*Kaynak metin*.
6 Mayıs 2009 Çarşamba

İniesta İniesta ve Londra Yasta

Dünden beri herkesin merakla beklediği maç bitti. Herkes bir şeyler tahmin ediyordu, ama sanırım kimse bu kadar dramatik bir sonu beklemiyordu. İlk maçta Chelsea Barcelona'yı oynatmamak için sahaya çıkmıştı ve bunu başarmıştı. Kadroları gördüğüm zaman bu sefer işleri daha kolay diye düşündüm açıkçası, çünkü defansın göbeğinde Puyol, Milito ve Marquez yoktu. Son zamanlarda Guardiola Galatasaray'ı fazla izlemiş olacak ki, Yaya Toure'yi defansın göbeğine çekti. Bence Sylvinho sol bekte Abidal göbekte ya da Caceres göbekte başlamalıydı. Neyse efendim maç başladı ve 9. dakikada inanılmaz bir gol attı Essien. Aradığı golü çok erken buldu Chelsea ve gene Hiddink'in taktiksel zekası ile Barcelona'yı kitlediler. Messi sağda solda ya da ortada hiç bir şekilde istediği alanları bulamadı. Eto'o sol çizgi ile kale arasında ezildi gitti. İkinci yarıya Guardiola değişiklik yapmadan başladı. Bence özellikle Busquets çok etkisizdi. Tamam anlıyorum çok inandığı bir sistemi var , ve bu sistemin dışına çıkmadan oynamak istiyor. Bugüne kadar bu istem çoğu maçta çalıştı o yüzden eleştirilecek hiçbir tarafı yok. Ama Guardiola bence bu gece zor anların hocası olmadığının işaretlerini verdi. Tabi çok acımasız olmamak lazım daha 38 yaşında ve ilk sezon için süper bir performans sergiliyor ama öte yandan bu maça müdahale etmekte zorlandı. İkinci yarıda 52. dakika da Drogba alışılmışın dışında bir gol kaçırdı ve sanki o maç kırılma noktası oldu. Akabinde gelen kırmızı kartla Barcelona 10 kişi kaldı. O zaman saha içinde bazı oyuncuların mevkilerini değiştirdi ama 85. dakikaya kadar oyuncu değiştirmedi. Belki gelen kartın da bir etkisi vardır ama bence zaten ikinci yarıya 1 değişiklikle başlaması gerekirdi. Neyse efendim sonra hepimizin mağlumu 90+3 te İniesta belki ilk kez okadar boş kaldı ve çok trajik bir gole imza attı. Barcelona'nın finale çıkmasından ve Manchester United-Barcelona finali izleyecek olmaktan çok mutluyum. Öte yandan Guardiola'nın bu maçı hak etmediğini düşünüyorum. Diğer tarafta ise Hiddink'in finale gidecek hoca performasını gösterdiğini ama oynattığı aşırı defansif ve zaman geçirme odaklı futbolun finali haketmediğini düşünüyorum. Öte yandan genelde burada hakemlerden neredeyse hiç konuşmuyoruz. Ama maçın hakemi vermediği penaltılarla ve çıkardığı kırmızı kartla çok kötü bir performans gösterdi.

[Nokta konumlandırma verileri]
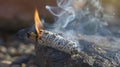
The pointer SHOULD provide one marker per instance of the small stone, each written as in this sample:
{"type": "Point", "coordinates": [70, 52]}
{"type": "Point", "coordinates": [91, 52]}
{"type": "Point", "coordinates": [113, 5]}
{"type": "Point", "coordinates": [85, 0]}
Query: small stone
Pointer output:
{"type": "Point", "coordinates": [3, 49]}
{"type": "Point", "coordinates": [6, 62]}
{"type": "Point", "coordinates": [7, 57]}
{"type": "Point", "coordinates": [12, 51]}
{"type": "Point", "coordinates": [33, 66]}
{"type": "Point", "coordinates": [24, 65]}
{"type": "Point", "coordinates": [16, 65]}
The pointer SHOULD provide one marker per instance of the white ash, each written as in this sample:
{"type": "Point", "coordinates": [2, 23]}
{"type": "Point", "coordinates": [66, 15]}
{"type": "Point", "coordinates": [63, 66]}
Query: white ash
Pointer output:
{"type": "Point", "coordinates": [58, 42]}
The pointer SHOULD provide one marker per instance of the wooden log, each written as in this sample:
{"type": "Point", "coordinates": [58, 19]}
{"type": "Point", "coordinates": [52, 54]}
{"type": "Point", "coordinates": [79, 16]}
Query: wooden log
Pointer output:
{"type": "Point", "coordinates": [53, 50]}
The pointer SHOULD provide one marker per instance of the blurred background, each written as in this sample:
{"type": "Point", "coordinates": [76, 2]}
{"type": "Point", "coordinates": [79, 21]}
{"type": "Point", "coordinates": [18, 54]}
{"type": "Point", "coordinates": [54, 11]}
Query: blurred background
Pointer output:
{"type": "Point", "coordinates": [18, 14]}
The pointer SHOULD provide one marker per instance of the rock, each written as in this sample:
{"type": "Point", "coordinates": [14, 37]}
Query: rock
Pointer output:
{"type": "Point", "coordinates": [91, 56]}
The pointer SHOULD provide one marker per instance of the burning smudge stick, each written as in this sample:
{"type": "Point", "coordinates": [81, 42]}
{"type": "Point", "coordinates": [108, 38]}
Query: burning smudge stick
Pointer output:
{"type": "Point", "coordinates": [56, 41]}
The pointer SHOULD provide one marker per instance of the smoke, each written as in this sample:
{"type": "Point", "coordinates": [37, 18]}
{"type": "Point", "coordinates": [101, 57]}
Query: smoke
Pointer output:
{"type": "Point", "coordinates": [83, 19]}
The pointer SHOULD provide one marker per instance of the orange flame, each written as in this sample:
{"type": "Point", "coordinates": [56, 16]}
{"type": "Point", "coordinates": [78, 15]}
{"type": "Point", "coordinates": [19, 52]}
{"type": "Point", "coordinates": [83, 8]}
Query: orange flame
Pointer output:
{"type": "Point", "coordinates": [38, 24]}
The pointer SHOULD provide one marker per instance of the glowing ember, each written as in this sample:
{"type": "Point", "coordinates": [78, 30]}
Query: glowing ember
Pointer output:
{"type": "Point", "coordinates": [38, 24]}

...

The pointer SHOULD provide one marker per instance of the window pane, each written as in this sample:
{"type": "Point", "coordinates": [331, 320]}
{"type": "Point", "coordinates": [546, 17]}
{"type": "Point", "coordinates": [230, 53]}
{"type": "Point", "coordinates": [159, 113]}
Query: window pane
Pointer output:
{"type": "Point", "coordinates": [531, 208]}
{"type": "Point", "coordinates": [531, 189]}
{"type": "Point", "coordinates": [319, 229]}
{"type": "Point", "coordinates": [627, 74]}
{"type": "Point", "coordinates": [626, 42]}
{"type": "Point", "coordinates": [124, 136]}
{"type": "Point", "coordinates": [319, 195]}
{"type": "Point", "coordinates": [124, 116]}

* * *

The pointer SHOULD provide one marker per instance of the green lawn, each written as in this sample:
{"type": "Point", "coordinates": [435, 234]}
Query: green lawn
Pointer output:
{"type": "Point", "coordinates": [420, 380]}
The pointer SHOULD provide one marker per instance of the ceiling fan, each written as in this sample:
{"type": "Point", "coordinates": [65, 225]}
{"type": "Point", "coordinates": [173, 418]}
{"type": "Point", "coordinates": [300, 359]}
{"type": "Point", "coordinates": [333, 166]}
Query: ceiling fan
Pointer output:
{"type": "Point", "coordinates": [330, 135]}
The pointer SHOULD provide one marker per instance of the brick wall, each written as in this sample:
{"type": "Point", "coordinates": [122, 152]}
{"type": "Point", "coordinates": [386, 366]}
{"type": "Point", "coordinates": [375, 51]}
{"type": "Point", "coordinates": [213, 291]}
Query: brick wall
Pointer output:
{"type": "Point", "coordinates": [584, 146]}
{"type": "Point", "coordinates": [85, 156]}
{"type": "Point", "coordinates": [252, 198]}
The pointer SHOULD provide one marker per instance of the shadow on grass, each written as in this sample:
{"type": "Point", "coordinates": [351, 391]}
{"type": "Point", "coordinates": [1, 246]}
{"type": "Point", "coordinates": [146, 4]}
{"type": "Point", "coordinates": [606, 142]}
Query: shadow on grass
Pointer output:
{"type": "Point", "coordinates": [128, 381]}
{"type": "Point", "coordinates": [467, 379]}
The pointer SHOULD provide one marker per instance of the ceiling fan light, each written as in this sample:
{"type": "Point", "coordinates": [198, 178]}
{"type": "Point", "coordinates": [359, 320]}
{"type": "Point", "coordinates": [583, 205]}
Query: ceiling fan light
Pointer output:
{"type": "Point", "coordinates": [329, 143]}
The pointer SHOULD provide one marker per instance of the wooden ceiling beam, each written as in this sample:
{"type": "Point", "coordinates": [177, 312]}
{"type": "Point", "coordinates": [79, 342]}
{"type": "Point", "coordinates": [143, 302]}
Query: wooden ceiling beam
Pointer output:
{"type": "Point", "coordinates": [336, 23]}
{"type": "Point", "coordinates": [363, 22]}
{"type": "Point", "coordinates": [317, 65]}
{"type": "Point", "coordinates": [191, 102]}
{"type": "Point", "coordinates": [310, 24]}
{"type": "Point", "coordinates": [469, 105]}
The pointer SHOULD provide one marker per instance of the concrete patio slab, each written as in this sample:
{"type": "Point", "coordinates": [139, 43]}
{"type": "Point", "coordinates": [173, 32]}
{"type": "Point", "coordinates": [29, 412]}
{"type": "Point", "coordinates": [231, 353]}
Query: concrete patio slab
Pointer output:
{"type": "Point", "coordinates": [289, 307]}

*Alıştırma yönergeleri*.
• A. Aşağıdaki ifadelerin maç yazısıyla uyuşup uyuşmadığını belirtiniz. Her ifadeyi evet veya hayır diye yanıtlayınız ve yanıtınızı belirleyen sözcükleri yazıdan aynen alıntılayınız.
(i) Essien golünü 9. dakikada attı.
(ii) Guardiola ikinci yarıya bir oyuncu değişikliğiyle başladı.
(iii) Guardiola 38 yaşındadır.
• B. Maç yazısına göre Guardiola defansın göbeğine hangi oyuncuyu çekmiştir?
• C. Maç yazısında belirli bir maç dakikası olarak anılan bütün dakikaları sıralayınız.

*Sıralı çözümler*.
• A.
(i) Evet: "9. dakikada inanılmaz bir gol attı Essien"
(ii) Hayır: "İkinci yarıya Guardiola değişiklik yapmadan başladı."
(iii) Evet: "daha 38 yaşında"

• B. Yaya Toure'yi.

• C. 9. dakika, 52. dakika, 85. dakika, 90+3